> _RECORDS TO USE_

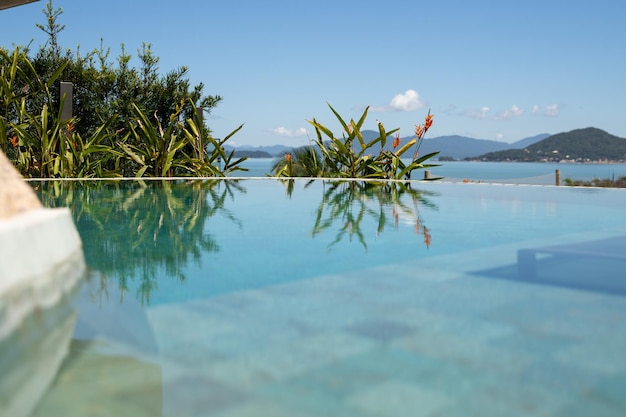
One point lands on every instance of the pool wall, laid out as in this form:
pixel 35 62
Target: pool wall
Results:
pixel 41 264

> _GIVEN PROBLEM_
Can you write out every line of the records again, shifting each pixel coordinate in the results up by 136 and leaving all other lines unchanged? Leave the pictures out.

> _WRITTEN ANSWER_
One point lands on every instance of the pool wall, laid out as in this form:
pixel 35 62
Target: pool wall
Results:
pixel 177 400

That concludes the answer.